### EXERCISE TEXT
Mother’s Day

Trevor Soderstrum

It is a story I tell often. A few years back a woman in her seventies had a massive stroke. Taken to the hospital, there was little hope of recovery. It was one of those visits that you make where you don’t expect much. Her husband had died a few years earlier and her children were a distance away. You don’t know if she had the foggiest clue of what was happening around her. All one expected to find was an empty hospital room. You go, because that is what you do.

So, it was a shock to see her elderly mother, who must have been in her late nineties, next to the bed in a chair holding her hand. This fragile, elderly woman looked up and in a voice withered with age and exhaustion said, “You never stop worrying about them.” The whole time she never released her daughter’s hand.

Trevor Soderstrum

The dirty little secret of parenthood is, the moment your child is born and placed in your arms you will never have another care free day for the rest of your life. No one tells you this, but it is true.

It's why the words Simeon says to a pregnant Mary in Scripture, “And sword shall pierce your own heart too,” are so painful. It is the truth of every mother.

There is such love for this helpless being that looks to you for their every need. They cry and cry. A mother operates on almost no sleep. There comes that moment where a mother knows she has to let the baby cry. She stands outside the room, wanting to rush in, but knowing that it is for the best that she doesn’t. Still, each cry is a dagger to the heart.

Then come the firsts. The first time baby starts to walk. Now they are a toddler! The first time the child rides a bike or climbs a tree. There is that joy, but also that moment where a mother holds her breath.

Ear infections, scrapes, falls and fevers become a part of your life. The late decisions regarding when you take the child to the doctor. There is not a mother who has escaped that dark night where she listens to her child breathe, ragged and painful breaths. Then the child stops breathing for a second. At that moment, a mother discovers the only thing that hurts more is the silence until the next breath begins.

The first day of school. The letting go of the hand. That anxiety. Will it be a good day or not? There is that day your child comes home in tears because they have been teased or bullied. As you hold them in your arms, it is a hundred times worse for you than it is for them. You feel each slight and sting more than they will ever know until they have a child of their own.

There comes that strike out. That long walk back to the dugout. A teacher telling you that they don’t measure up or are struggling. They don’t fit in with the other kids. Each is a sword that pierces a mother’s heart.

### DATA UNDER STUDY

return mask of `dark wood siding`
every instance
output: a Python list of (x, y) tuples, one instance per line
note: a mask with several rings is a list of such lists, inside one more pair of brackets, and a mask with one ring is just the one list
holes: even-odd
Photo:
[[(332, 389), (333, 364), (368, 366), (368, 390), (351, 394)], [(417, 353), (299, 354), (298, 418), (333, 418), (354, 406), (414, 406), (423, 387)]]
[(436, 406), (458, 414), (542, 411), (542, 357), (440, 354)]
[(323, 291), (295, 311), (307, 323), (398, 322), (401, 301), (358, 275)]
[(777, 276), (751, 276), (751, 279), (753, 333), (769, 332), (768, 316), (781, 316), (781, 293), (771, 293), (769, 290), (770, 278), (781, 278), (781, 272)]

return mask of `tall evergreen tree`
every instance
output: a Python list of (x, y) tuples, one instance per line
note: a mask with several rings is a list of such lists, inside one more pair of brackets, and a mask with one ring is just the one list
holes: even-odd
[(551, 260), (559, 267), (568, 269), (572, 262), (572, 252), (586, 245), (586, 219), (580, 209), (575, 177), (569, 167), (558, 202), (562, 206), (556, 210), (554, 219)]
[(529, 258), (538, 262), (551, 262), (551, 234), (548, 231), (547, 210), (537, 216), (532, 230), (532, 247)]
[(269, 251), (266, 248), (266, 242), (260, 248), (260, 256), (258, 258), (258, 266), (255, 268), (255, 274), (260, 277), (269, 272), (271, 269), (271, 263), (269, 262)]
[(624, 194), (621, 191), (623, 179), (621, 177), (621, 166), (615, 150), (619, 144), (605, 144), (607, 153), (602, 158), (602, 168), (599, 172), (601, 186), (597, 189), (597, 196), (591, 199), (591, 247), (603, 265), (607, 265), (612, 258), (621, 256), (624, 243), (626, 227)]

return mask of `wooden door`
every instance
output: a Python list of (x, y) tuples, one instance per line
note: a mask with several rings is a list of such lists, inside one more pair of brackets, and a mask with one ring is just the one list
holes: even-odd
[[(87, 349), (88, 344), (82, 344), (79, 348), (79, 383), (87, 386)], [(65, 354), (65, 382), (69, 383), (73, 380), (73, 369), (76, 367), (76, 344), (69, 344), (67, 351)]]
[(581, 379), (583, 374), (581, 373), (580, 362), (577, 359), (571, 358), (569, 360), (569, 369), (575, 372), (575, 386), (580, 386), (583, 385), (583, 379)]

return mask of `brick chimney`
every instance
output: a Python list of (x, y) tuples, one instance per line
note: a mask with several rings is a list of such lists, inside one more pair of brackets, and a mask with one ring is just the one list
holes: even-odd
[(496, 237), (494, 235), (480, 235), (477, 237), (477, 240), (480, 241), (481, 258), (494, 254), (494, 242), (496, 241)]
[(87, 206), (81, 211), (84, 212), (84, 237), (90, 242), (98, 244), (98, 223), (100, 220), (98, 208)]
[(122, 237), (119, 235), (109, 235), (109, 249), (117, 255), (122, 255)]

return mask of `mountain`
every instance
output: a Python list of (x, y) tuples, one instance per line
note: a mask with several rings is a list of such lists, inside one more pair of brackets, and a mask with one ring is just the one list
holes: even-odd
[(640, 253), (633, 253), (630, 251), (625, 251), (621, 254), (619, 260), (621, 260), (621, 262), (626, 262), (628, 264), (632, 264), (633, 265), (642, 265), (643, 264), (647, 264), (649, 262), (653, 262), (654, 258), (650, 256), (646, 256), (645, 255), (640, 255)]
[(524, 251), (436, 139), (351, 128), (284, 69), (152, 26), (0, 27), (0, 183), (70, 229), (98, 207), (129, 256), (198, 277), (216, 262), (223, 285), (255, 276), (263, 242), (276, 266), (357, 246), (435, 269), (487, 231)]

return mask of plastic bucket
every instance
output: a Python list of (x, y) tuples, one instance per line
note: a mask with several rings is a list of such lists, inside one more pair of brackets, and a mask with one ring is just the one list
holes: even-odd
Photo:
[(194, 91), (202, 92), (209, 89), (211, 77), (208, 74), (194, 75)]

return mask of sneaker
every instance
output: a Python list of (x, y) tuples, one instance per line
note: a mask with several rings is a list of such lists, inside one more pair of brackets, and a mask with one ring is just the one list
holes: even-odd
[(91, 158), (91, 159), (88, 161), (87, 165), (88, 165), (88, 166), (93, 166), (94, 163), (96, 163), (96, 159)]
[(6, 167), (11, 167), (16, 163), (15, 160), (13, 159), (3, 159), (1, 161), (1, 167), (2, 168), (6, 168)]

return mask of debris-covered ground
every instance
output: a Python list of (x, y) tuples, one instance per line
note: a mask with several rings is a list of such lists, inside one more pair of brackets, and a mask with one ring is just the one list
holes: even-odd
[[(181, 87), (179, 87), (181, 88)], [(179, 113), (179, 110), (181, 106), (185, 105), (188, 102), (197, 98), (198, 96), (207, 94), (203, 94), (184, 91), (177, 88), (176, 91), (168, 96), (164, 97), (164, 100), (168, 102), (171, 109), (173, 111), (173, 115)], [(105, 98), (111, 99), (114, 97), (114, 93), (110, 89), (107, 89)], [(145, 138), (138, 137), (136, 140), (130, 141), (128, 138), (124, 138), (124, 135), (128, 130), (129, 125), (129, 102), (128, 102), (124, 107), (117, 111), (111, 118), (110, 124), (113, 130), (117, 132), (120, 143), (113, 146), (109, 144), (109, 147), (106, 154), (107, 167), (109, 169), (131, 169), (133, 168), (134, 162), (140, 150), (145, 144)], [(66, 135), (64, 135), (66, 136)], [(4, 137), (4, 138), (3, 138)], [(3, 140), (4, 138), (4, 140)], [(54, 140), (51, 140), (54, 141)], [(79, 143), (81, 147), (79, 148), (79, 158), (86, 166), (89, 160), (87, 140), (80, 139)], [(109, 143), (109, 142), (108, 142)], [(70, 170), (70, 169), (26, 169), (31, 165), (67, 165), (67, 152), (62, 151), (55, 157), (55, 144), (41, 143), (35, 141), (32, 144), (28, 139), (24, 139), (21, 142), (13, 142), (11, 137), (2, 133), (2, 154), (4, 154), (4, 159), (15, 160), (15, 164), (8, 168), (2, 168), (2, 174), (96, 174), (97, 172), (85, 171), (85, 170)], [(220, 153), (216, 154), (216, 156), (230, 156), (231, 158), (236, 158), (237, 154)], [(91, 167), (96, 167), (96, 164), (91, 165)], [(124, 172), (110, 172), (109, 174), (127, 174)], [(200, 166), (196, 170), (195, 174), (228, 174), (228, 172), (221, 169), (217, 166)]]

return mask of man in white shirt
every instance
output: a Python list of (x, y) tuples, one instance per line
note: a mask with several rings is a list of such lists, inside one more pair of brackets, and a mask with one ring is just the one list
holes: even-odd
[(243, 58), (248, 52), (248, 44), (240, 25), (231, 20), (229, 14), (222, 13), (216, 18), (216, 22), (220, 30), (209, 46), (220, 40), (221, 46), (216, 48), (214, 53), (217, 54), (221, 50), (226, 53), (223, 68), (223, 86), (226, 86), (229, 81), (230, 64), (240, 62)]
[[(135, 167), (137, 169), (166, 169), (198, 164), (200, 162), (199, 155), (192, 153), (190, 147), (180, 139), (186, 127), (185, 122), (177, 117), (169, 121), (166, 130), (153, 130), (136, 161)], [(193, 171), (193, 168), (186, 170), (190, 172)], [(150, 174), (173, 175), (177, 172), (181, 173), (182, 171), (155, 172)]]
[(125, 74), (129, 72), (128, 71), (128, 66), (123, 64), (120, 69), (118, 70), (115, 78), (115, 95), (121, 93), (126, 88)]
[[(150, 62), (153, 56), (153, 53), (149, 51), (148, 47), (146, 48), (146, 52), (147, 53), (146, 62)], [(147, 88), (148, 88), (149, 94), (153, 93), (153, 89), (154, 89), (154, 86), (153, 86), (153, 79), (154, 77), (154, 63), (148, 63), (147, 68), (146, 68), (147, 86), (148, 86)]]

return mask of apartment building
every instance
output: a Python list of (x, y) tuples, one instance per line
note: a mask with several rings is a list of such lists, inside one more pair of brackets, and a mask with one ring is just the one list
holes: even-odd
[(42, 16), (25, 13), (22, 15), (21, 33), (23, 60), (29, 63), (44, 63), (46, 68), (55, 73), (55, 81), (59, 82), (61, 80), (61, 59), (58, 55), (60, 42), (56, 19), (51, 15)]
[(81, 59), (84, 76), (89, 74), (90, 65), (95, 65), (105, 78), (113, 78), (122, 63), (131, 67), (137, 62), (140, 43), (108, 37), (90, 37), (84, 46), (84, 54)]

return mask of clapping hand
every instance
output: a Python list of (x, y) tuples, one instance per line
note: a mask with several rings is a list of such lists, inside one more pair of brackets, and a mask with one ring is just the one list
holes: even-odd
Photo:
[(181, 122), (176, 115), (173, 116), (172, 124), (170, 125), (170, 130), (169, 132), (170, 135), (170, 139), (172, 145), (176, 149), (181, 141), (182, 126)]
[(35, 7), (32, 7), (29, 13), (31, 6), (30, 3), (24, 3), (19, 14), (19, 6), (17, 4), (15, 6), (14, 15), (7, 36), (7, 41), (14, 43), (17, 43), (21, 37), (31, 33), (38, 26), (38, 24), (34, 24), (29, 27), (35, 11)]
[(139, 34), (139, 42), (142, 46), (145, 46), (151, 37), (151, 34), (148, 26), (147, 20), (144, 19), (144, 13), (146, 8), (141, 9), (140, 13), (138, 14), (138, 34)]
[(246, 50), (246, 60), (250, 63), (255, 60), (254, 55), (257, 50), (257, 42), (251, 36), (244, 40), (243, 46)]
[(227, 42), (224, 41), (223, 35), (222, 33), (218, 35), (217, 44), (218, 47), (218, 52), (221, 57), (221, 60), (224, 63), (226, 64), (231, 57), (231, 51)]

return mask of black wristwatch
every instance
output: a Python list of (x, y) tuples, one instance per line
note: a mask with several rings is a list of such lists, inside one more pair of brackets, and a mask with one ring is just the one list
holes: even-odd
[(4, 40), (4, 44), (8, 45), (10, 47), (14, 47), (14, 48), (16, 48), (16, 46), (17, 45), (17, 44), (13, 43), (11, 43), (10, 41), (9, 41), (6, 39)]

### WORK TO COMPLETE
1. From the Mother's Day essay, extract the passage starting at "Then come the" and ending at "next breath begins.".
2. Answer these questions using the Mother's Day essay:
(a) What age range was the woman who had the massive stroke?
(b) Who was sitting in a chair next to her bed holding her hand?
(c) What words does Simeon say to a pregnant Mary in Scripture?
3. Decide whether each statement agrees with the Mother's Day essay, and support each yes or no with a quotation:
(a) The stricken woman's husband had died a few years earlier.
(b) The woman's children were close by at the hospital.
(c) At one point, the elderly mother let go of her daughter's hand.
The listing was drawn from a source unrelated to the Mother's Day essay.

### RESPONSES FOR EACH TASK
1.
Then come the firsts. The first time baby starts to walk. Now they are a toddler! The first time the child rides a bike or climbs a tree. There is that joy, but also that moment where a mother holds her breath.

Ear infections, scrapes, falls and fevers become a part of your life. The late decisions regarding when you take the child to the doctor. There is not a mother who has escaped that dark night where she listens to her child breathe, ragged and painful breaths. Then the child stops breathing for a second. At that moment, a mother discovers the only thing that hurts more is the silence until the next breath begins.

2.
(a) She was in her seventies.
(b) Her elderly mother, who must have been in her late nineties.
(c) "And sword shall pierce your own heart too."

3.
(a) Yes: "Her husband had died a few years earlier"
(b) No: "her children were a distance away"
(c) No: "The whole time she never released her daughter’s hand."